***** PAGE
S’agissant de la nécessité de la présente demande de décision préjudicielle, le Korkein hallinto-oikeus (Cour administrative suprême) considère que l’examen de l’affaire au principal exige de tenir compte, d’une part, des droits à la protection de la vie privée et à la protection des données personnelles et, d’autre part, de la liberté de religion et d’association, garantis tant par la Charte et la convention européenne de sauvegarde des droits de l’homme et des libertés fondamentales que par la constitution finlandaise.

19

La juridiction de renvoi tend à considérer que l’activité de prédication de porte-à-porte pratiquée par les membres d’une communauté religieuse, telle que la communauté des témoins de Jéhovah, ne relève pas des activités exclues du champ d’application de la directive 95/46 en vertu de son article 3, paragraphe 2, premier tiret. En revanche, la question se pose de savoir si cette activité présente un caractère exclusivement personnel ou domestique, au sens de son article 3, paragraphe 2, second tiret. À cet égard, il conviendrait de tenir compte du fait que, en l’occurrence, les données collectées vont au-delà de simples notes figurant dans un carnet d’adresses, puisque les notes prises se rapportent à des inconnus et contiennent des données sensibles relatives à leurs convictions religieuses. Devrait également être pris en considération le fait que l’activité de prédication de porte-à-porte est une forme d’action essentielle de la communauté des témoins de Jéhovah, organisée et coordonnée par cette dernière et par ses paroisses.

20

Par ailleurs, dans la mesure où les données collectées en cause au principal sont traitées de manière non automatisée, il y aurait lieu, eu égard à l’article 3, paragraphe 1, de la directive 95/46, lu en combinaison avec l’article 2, sous c), de ladite directive, de déterminer si l’ensemble de ces données constitue un fichier, au sens de ces dispositions. Selon les informations fournies par la communauté des témoins de Jéhovah, lesdites données ne lui sont pas communiquées, si bien qu’il n’est pas possible de connaître avec certitude la nature et l’ampleur des données collectées. Cependant, il serait possible de considérer que le but de la collecte et du traitement ultérieur des données en cause au principal est de pouvoir retrouver aisément les données concernant une personne ou une adresse déterminée aux fins d’une utilisation ultérieure. Les données collectées ne seraient néanmoins pas structurées sous forme de fiches.
**********
***** LIGNES
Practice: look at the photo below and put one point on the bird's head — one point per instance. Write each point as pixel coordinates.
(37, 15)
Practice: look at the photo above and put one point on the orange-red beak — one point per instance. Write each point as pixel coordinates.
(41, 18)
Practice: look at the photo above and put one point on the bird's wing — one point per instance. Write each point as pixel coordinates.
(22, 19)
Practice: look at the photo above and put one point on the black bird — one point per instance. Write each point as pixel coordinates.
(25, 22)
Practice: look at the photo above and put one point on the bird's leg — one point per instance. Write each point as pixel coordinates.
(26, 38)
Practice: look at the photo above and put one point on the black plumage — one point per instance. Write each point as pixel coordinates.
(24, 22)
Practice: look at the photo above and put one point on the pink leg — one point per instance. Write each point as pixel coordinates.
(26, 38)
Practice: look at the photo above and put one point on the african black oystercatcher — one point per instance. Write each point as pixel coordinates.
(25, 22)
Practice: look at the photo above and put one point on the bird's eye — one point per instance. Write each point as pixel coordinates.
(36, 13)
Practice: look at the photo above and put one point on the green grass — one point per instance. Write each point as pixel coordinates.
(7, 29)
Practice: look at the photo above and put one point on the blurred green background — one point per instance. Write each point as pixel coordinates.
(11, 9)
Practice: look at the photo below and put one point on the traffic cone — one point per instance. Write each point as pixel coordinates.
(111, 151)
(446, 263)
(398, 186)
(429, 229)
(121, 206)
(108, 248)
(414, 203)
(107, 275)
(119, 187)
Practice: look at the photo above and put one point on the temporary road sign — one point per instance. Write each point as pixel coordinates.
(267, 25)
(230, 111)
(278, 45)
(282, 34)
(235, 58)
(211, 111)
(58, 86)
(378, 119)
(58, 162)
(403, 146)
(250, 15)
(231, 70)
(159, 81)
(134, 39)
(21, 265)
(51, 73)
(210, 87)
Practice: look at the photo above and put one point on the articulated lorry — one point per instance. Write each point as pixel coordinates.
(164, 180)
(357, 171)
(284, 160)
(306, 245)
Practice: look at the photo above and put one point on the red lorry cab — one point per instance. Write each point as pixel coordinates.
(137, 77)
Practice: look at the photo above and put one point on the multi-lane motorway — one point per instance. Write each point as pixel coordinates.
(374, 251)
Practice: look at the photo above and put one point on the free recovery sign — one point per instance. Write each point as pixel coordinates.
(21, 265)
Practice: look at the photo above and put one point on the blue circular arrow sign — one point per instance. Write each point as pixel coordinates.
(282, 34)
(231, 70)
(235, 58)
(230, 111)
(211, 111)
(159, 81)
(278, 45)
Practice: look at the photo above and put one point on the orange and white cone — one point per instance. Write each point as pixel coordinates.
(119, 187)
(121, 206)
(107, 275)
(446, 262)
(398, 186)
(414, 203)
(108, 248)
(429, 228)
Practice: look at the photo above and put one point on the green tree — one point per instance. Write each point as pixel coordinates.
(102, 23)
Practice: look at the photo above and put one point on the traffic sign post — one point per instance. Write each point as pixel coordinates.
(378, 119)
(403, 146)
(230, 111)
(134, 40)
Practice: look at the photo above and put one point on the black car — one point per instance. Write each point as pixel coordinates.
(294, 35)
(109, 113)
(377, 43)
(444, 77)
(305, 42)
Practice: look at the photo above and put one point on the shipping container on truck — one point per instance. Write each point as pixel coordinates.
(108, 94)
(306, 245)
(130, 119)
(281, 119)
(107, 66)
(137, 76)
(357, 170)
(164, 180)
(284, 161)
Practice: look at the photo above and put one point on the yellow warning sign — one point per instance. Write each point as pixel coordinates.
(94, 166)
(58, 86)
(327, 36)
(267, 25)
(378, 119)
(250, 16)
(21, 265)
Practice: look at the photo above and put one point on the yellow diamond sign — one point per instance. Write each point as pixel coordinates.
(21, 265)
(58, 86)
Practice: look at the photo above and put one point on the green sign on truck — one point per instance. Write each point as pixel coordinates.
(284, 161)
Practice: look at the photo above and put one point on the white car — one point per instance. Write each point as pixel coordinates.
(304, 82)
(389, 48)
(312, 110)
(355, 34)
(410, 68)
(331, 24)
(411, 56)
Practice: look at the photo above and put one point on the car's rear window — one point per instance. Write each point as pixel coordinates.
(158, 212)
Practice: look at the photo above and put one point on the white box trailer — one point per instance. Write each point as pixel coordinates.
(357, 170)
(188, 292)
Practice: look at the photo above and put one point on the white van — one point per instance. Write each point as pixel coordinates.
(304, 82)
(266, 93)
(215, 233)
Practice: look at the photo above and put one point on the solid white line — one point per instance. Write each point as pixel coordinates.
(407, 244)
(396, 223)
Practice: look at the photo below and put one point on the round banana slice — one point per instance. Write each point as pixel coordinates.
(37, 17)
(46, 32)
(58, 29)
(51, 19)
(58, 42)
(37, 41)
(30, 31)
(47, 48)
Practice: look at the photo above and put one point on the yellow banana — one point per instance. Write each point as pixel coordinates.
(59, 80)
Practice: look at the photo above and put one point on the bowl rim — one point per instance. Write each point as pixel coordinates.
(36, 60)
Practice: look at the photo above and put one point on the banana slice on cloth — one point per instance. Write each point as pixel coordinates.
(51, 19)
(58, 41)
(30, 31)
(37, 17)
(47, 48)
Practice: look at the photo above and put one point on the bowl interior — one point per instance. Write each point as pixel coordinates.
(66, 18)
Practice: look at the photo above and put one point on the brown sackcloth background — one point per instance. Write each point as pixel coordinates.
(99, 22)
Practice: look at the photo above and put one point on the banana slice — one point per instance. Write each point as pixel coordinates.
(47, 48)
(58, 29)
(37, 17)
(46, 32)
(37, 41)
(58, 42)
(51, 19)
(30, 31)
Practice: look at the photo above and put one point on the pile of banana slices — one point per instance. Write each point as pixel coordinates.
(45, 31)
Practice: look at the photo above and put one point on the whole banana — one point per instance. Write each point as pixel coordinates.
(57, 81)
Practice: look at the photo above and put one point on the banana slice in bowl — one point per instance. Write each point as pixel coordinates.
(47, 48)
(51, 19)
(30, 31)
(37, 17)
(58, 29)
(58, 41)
**********
CONSIGNE 1: D'après le texte sur la prédication de porte-à-porte, sous quelle forme les données collectées ne seraient-elles pas structurées ?
CONSIGNE 2: Indiquez, s'il vous plaît, si chacune de ces affirmations concorde avec le texte sur la prédication de porte-à-porte, en répondant par oui ou non et en citant les mots décisifs du texte : (a) la juridiction de renvoi estime que la prédication de porte-à-porte relève des activités exclues en vertu de l'article 3, paragraphe 2, premier tiret ; (b) les notes prises contiennent des données sensibles sur les convictions religieuses des personnes ; (c) la communauté des témoins de Jéhovah reçoit les données collectées.
CONSIGNE 3: Prolongez le texte sur la prédication de porte-à-porte à partir de sa dernière phrase.

RÉPONSE 1: Sous forme de fiches.

RÉPONSE 2:
(a) Non : « ne relève pas des activités exclues du champ d’application de la directive 95/46 en vertu de son article 3, paragraphe 2, premier tiret ».
(b) Oui : « contiennent des données sensibles relatives à leurs convictions religieuses ».
(c) Non : « lesdites données ne lui sont pas communiquées ».

RÉPONSE 3:
21

Dans le cas où le traitement des données en cause au principal relèverait du champ d’application de la directive 95/46, la juridiction de renvoi souligne que la question se poserait alors de savoir si la communauté des témoins de Jéhovah doit être considérée comme étant responsable de ce traitement, au sens de l’article 2, sous d), de cette directive. La jurisprudence de la Cour issue de l’arrêt du 13 mai 2014, Google Spain et Google (C‑131/12, EU:C:2014:317), définirait de manière large la notion de « responsable du traitement ». En outre, il ressortirait de l’avis 1/2010, du 16 février 2010, sur les notions de « responsable du traitement » et de « sous-traitant », rendu par le groupe de travail institué en vertu de l’article 29 de la directive 95/46, qu’il convient de prendre en compte, notamment, le pouvoir de contrôle effectif et la conception que la personne dont les données sont traitées se fait du responsable du traitement.

22

Or, en l’occurrence, il y aurait lieu d’avoir égard au fait que la communauté des témoins de Jéhovah organise, coordonne et encourage l’activité de prédication de porte-à-porte et qu’elle a donné, dans ses publications, des lignes directrices sur la collecte des données dans le cadre de cette activité. En outre, le contrôleur de la protection des données aurait constaté que cette communauté dispose du pouvoir effectif de déterminer les méthodes de traitement des données ainsi que d’interdire ou de restreindre ledit traitement, et qu’elle a préalablement défini la finalité et les moyens de celui-ci en donnant des lignes directrices sur la collecte. D’ailleurs, les formulaires utilisés auparavant témoigneraient également de la forte implication de ladite communauté dans le traitement des données.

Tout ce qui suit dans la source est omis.